§ EXCERPT TO READ:
== Segment start ==

Diversity is a recurring theme in panels at this year’s New York Comic-Con, mirroring a trend in fandom nationwide.
Race, gender, physical ability, mental health, even geeks as an emerging protected class – amidst the how-to’s and PR announcements, programming about diversity is filling rooms and getting headlines. The power of this theme is something I have witnessed firsthand, from fervent pleas for size diversity at fashion panels in San Diego to heartfelt stories of attendees relating their mental health struggles – in fact, I’ll be moderating a panel on the latter subject on Sunday afternoon.
There’s a natural tendency when assessing this trend to attribute it to personal enlightenment — “we are the change” and all that. Maybe that’s true, but there’s another factor we should not ignore.
Diversity sells – just as the arc of the moral universe is long but bends toward justice, the course of amoral capitalism tends to follow the path of most acceptance. Sometimes this may seem to work exclusively in favor of a privileged majority, but there is also a rich history of wearing down prejudices to extend the market’s reach. With the influx of creators, consumers, and con attendees across all conceivable demographic classes and interest groups, embracing the fullest possible range of potential customers simply makes good business sense.

== Segment end ==

§ EXERCISE INSTRUCTIONS:
1. Copy the Comic-Con article word for word, between "Diversity is a" and "should not ignore.", inclusive.
2. According to the Comic-Con article, what subject will the writer's panel cover, and when will it take place?
The rows that follow are separate from the Comic-Con article.

§ LISTED ENTRIES:
== Segment start ==

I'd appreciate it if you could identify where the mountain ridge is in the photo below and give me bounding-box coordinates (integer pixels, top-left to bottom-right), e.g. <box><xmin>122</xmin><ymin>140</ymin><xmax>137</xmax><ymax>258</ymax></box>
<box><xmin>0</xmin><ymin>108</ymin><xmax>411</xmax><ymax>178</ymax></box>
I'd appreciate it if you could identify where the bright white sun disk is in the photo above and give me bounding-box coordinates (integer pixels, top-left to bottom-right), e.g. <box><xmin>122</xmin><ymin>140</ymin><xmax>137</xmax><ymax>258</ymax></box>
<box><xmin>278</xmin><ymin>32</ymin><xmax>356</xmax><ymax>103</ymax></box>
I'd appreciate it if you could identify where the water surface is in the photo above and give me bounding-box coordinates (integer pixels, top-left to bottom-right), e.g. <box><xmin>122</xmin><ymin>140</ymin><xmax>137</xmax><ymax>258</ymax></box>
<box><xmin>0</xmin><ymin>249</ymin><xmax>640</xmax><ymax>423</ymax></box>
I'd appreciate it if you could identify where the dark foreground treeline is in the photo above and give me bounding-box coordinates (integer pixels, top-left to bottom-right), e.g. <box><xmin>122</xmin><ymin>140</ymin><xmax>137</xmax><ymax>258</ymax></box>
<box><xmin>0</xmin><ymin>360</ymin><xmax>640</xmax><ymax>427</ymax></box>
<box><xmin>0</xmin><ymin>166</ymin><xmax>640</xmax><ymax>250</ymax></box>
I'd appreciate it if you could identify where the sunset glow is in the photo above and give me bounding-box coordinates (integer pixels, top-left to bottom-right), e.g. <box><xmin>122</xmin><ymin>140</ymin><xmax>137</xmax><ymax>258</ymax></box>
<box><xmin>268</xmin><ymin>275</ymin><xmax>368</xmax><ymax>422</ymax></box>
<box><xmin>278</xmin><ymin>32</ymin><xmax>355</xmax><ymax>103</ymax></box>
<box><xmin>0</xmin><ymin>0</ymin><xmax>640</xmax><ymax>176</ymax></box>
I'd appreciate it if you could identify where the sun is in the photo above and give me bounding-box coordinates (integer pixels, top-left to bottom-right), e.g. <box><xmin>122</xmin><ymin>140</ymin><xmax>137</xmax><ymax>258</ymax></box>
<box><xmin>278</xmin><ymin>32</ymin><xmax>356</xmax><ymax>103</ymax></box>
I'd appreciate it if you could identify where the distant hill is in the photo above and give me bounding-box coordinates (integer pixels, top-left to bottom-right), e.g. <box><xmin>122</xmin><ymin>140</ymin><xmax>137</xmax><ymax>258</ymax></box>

== Segment end ==
== Segment start ==

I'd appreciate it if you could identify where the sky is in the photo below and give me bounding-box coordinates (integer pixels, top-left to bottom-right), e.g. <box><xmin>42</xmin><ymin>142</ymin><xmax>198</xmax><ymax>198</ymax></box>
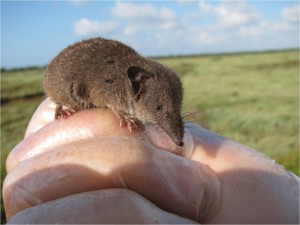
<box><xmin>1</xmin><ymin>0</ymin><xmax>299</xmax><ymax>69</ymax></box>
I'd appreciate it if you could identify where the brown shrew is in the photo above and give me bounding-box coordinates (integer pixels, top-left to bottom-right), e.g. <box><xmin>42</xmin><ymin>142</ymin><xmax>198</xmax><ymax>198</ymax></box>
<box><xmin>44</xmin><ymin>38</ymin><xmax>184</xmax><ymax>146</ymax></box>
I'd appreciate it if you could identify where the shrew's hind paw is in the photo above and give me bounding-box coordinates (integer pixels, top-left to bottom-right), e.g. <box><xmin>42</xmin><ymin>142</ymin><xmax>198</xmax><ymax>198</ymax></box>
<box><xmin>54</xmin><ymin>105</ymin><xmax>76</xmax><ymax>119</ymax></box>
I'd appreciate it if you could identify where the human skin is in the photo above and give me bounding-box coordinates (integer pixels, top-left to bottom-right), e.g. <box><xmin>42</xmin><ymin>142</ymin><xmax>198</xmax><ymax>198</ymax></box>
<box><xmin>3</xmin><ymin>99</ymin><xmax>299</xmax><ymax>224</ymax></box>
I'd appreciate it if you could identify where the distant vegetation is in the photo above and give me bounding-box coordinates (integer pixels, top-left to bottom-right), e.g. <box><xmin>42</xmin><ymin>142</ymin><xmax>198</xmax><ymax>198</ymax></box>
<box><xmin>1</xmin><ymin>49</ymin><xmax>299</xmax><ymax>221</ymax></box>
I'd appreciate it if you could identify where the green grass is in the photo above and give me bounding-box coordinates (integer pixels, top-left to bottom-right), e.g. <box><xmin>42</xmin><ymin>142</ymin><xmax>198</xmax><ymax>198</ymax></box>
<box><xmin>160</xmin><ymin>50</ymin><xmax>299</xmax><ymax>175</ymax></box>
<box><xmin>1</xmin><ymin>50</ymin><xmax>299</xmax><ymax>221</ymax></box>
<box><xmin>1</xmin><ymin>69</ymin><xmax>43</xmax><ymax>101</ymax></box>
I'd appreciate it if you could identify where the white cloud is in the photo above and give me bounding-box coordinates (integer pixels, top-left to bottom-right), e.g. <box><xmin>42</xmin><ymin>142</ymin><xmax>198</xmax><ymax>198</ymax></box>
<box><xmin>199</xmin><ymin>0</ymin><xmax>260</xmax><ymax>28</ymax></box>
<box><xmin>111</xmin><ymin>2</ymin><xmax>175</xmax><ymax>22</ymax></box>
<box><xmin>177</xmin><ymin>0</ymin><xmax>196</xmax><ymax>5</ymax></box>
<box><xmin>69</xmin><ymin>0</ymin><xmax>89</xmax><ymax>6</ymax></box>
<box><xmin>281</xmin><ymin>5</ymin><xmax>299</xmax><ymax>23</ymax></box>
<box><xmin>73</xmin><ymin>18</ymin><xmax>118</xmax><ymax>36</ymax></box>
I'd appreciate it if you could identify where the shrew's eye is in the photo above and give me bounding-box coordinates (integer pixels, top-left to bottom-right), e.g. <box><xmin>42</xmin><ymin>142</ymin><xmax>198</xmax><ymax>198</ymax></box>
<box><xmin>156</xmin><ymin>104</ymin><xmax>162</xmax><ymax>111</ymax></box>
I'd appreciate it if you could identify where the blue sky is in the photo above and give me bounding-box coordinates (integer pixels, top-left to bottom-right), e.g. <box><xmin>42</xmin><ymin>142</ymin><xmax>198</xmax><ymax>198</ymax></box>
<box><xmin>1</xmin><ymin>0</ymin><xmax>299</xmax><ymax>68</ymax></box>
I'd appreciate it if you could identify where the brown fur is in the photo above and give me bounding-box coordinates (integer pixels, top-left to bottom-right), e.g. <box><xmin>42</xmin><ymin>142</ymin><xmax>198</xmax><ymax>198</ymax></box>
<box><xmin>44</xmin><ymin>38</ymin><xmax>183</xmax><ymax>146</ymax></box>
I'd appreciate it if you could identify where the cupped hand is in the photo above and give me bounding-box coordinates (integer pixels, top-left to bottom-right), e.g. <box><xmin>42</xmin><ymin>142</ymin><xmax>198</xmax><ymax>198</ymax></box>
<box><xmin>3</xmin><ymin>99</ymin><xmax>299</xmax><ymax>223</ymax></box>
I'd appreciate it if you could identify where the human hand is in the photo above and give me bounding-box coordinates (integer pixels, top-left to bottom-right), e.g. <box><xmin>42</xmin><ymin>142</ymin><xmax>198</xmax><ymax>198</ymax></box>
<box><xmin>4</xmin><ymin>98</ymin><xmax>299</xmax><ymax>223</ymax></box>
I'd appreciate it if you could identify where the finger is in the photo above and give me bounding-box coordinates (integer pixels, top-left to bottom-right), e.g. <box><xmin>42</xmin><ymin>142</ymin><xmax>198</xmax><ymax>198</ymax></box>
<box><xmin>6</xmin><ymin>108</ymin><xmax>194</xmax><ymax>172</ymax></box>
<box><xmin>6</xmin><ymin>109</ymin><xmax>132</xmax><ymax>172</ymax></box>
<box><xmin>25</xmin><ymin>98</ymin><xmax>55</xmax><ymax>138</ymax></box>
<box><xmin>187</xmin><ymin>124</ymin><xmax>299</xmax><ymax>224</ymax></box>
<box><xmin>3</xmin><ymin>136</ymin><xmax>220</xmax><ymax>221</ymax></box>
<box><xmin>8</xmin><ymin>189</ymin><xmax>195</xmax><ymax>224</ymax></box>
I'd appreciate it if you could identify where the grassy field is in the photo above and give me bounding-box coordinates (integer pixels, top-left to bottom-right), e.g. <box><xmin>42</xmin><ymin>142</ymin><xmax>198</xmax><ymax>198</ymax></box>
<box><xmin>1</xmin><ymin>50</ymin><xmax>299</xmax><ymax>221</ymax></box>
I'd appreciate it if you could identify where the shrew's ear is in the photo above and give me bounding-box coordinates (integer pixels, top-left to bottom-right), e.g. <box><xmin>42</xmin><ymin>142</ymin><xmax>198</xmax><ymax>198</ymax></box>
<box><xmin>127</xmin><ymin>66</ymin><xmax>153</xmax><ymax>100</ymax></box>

== Segment end ==

§ RESPONSES FOR EACH TASK:
1.
Diversity is a recurring theme in panels at this year’s New York Comic-Con, mirroring a trend in fandom nationwide.
Race, gender, physical ability, mental health, even geeks as an emerging protected class – amidst the how-to’s and PR announcements, programming about diversity is filling rooms and getting headlines. The power of this theme is something I have witnessed firsthand, from fervent pleas for size diversity at fashion panels in San Diego to heartfelt stories of attendees relating their mental health struggles – in fact, I’ll be moderating a panel on the latter subject on Sunday afternoon.
There’s a natural tendency when assessing this trend to attribute it to personal enlightenment — “we are the change” and all that. Maybe that’s true, but there’s another factor we should not ignore.

2. Mental health struggles, on Sunday afternoon.